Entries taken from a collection
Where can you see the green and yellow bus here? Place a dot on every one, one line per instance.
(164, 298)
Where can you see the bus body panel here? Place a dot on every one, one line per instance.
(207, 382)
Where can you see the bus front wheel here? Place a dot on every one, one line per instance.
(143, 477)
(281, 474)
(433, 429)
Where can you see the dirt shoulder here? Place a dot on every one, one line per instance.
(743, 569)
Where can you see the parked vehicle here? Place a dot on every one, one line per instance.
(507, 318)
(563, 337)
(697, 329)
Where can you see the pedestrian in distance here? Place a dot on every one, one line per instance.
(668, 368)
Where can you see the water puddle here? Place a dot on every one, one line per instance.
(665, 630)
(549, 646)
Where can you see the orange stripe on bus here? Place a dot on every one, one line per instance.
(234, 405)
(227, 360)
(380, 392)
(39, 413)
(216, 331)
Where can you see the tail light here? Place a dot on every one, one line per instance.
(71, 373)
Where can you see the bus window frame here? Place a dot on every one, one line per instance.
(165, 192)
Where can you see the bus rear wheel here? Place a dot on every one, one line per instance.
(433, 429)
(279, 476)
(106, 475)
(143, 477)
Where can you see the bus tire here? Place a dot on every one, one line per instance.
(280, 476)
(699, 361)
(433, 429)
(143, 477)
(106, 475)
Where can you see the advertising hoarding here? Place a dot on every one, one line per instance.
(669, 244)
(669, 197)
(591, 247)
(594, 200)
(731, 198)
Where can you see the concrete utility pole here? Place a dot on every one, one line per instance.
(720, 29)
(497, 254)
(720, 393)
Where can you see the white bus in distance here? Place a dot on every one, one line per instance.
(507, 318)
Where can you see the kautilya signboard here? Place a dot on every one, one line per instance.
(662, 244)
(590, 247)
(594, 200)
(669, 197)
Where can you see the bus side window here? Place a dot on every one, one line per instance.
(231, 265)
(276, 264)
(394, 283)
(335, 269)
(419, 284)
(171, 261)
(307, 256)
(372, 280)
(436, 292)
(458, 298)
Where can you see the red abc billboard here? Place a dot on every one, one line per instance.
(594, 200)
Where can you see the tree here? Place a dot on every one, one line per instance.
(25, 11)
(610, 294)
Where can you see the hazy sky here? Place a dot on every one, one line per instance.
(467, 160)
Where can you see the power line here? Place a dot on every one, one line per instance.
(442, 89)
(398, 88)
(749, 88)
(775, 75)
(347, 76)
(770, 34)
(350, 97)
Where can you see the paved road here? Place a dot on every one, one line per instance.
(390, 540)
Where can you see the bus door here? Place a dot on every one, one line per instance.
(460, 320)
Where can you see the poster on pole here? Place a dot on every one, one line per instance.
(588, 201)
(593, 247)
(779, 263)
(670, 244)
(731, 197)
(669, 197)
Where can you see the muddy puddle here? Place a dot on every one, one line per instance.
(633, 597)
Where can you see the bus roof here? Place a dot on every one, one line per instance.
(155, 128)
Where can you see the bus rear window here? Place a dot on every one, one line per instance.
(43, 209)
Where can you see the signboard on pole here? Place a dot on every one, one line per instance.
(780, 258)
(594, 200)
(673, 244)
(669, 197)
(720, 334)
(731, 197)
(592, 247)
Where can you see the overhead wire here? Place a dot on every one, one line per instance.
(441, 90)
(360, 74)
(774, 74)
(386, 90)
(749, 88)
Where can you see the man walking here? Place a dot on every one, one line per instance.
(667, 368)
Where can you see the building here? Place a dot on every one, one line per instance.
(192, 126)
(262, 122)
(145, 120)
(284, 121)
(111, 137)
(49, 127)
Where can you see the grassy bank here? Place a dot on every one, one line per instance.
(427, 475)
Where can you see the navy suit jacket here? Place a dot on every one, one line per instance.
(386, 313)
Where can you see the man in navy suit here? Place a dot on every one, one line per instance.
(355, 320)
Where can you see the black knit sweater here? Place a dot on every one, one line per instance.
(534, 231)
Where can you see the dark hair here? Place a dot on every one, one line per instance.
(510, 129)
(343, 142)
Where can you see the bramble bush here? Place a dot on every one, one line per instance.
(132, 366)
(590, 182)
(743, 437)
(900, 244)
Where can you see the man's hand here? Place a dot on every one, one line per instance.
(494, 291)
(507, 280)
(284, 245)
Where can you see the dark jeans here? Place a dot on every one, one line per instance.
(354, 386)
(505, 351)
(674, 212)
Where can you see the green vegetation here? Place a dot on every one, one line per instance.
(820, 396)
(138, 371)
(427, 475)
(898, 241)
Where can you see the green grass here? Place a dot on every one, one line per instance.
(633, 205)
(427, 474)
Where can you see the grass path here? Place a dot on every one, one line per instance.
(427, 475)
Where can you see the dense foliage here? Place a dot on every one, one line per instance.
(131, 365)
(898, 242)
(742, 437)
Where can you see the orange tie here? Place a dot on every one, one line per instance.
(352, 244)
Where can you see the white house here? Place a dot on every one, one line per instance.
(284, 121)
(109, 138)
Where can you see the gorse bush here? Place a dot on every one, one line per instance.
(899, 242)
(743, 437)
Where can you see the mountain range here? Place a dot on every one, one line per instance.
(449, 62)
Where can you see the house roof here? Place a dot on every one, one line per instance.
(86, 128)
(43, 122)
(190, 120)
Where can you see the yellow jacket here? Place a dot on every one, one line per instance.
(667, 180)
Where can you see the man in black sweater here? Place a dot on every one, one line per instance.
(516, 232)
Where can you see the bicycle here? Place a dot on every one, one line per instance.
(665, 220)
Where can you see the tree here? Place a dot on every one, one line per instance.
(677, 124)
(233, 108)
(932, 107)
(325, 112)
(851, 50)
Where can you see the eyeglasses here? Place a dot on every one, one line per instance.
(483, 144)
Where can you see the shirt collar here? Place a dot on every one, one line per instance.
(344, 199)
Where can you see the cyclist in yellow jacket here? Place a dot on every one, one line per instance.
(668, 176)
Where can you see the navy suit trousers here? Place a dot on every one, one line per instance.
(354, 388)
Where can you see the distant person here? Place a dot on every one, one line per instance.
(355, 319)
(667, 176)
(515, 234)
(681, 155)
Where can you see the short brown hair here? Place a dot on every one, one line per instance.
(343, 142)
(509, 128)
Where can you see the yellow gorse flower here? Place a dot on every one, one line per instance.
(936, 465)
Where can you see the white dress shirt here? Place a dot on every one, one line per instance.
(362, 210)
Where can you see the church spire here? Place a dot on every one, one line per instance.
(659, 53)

__PROBLEM TO WORK ON__
Repeat all of the material above word for word, without changing anything.

__SOLUTION FOR THIS PROBLEM__
Where can you see the green and yellow bus here? Place a dot on every one, one line per instance.
(164, 298)
Where can you see the bus body panel here? Place a dot on every one, one line per instance.
(207, 382)
Where can you see the bus front wheel here? Place a dot on every one, one line per instance.
(143, 477)
(281, 474)
(433, 429)
Where can you see the dirt shoulder here? Place a dot on every one, one line per instance.
(743, 569)
Where can you see the parked vehicle here? Place a dot on every one, one line per instance.
(507, 318)
(563, 337)
(697, 329)
Where can you see the pedestrian in distance here? Place a dot on every one, one line per instance.
(668, 368)
Where can you see the water puddle here? Place a dot on every one, one line per instance.
(665, 630)
(549, 646)
Where can you see the orange stripe on bus here? Place a dot on every one, one line per instance.
(234, 405)
(227, 360)
(380, 392)
(39, 413)
(216, 331)
Where can you see the tail light here? Place a dot on every one, one line per instance.
(71, 373)
Where can you see the bus window frame here? Place a dot on every one, one line per instance.
(165, 192)
Where can you see the bus rear wheel here? Place a dot on every one, one line per instance.
(433, 429)
(279, 476)
(106, 475)
(143, 477)
Where can you see the bus tire here? Place a dot on every one, one line per instance.
(280, 476)
(699, 361)
(433, 429)
(143, 477)
(106, 475)
Where can you see the advertising hoarding here? Place a dot on every one, one line per instance.
(669, 244)
(669, 197)
(591, 247)
(594, 200)
(731, 198)
Where can you see the concrete utility pole here? Place a dot on every one, one line per instance.
(720, 29)
(497, 254)
(720, 393)
Where can you see the white bus in distance here? Place a dot on every one, one line per instance.
(507, 318)
Where can you see the kautilya signboard here? Place a dot on every one, one line per instance.
(662, 244)
(590, 247)
(594, 200)
(669, 197)
Where can you see the bus side window here? Place a dot on every one, one line per instance.
(231, 265)
(276, 264)
(394, 283)
(335, 269)
(419, 284)
(171, 261)
(307, 256)
(372, 280)
(436, 292)
(458, 298)
Where can you see the red abc billboard here? Place a dot on every one, one line per instance.
(594, 200)
Where can you see the tree here? Place a dot on every one, one line per instance.
(25, 11)
(610, 294)
Where can you see the hazy sky here? Place a dot on every one, one line per instance.
(467, 160)
Where can you see the power line here? Place a dot on every one, one line per instance.
(442, 89)
(398, 88)
(749, 88)
(775, 75)
(347, 76)
(770, 34)
(350, 97)
Where can you see the paved road here? Place a dot on every one, one line per instance.
(390, 540)
Where can you see the bus door here? Place a dot on every one, one line per instance.
(460, 320)
Where can you see the poster on pole here? Place a dot on every one, one line per instance.
(588, 201)
(593, 247)
(779, 263)
(670, 244)
(731, 197)
(669, 197)
Where can you see the muddy puddle here? Place a dot on every one, one line per instance.
(633, 597)
Where can you see the bus roof here? Place a dot on every one, one line per instance.
(155, 128)
Where can you see the bus rear window here? Place a dot on every one, one line per instance.
(43, 209)
Where can you see the signboard on pole here? Place a dot on every one, one line per instance.
(780, 258)
(594, 200)
(673, 244)
(669, 197)
(720, 334)
(731, 197)
(592, 247)
Where can you see the overhead wire here? Place a dot on every one, one line per instance.
(441, 90)
(360, 74)
(774, 74)
(386, 90)
(749, 88)
Where can you see the man walking here? Place a dot on every one, one line per instance.
(667, 368)
Where can you see the building here? Place a dot on every one, one line per instance.
(192, 126)
(262, 122)
(145, 120)
(284, 121)
(111, 137)
(49, 127)
Where can you see the grassy bank here? Place a dot on every one, one line per instance.
(427, 475)
Where can you see the navy suit jacket here? Place a dot on every one, one line per instance.
(386, 313)
Where can you see the man in navy suit here? Place a dot on every one, one line per instance.
(355, 320)
Where can you see the black knit sweater here? Place a dot on every one, one line per instance.
(534, 231)
Where can you see the dark hair here? Place a dot on every one, one line per instance.
(510, 129)
(343, 142)
Where can you see the bramble bush here? Place a dot on every one, one line per instance.
(132, 366)
(590, 182)
(743, 437)
(900, 244)
Where can you see the man's hand here? Place a dot on every one, one line per instance.
(494, 291)
(507, 280)
(284, 245)
Where can you see the dark jeans here? Place a dot on every one, one line per instance.
(354, 386)
(505, 351)
(674, 212)
Where can you see the green vegetation here? Place a dot on every one, one line per instance.
(820, 396)
(138, 371)
(427, 475)
(898, 241)
Where can you see the green grass here? Place a dot on every one, one line per instance.
(633, 205)
(427, 474)
Where can you see the grass path here? Place a dot on every one, one line per instance.
(427, 475)
Where can you see the dense foliage here? Place a dot on every one, one line per instance.
(131, 365)
(898, 242)
(742, 437)
Where can you see the orange tie here? Place a dot on every one, one line per instance.
(352, 244)
Where can you see the white house here? Place a dot on every one, one line per instance.
(284, 121)
(109, 138)
Where can you see the gorse bush here? Place a dot on every one, one line per instance.
(899, 242)
(743, 437)
Where can you see the mountain range here? Place a dot on every one, one line per instance.
(449, 62)
Where can you see the house roof here? Place a dot on every one, one line per instance.
(86, 128)
(43, 122)
(190, 120)
Where can you see the yellow jacket here? Place a dot on every one, one line per instance.
(667, 180)
Where can you see the man in black sweater here? Place a dot on every one, one line per instance.
(516, 232)
Where can you see the bicycle here? Place a dot on every one, one line per instance.
(665, 220)
Where can you see the tree here? Place a dot on every one, one line per instance.
(677, 124)
(233, 108)
(932, 107)
(325, 112)
(851, 50)
Where can you see the eyeglasses here? Place a dot on every one, one line per instance.
(483, 144)
Where can you see the shirt collar here? Place a dot on every one, one line per instance.
(344, 199)
Where can you see the cyclist in yellow jacket here? Place a dot on every one, one line per instance.
(668, 176)
Where can you see the navy suit trousers here? Place a dot on every one, one line per instance.
(354, 388)
Where can you see the distant person here? Place a dot on every one, one line per instance.
(355, 319)
(667, 176)
(515, 234)
(681, 155)
Where can you see the short brown hair here? Place a dot on every one, one line per instance.
(343, 142)
(509, 128)
Where can you see the yellow gorse flower here? Place a dot on every one, one line per instance.
(936, 465)
Where can you see the white dress shirt here? Place a dot on every one, one line per instance.
(362, 210)
Where can you see the church spire here? Place a dot on every one, one line per instance.
(659, 53)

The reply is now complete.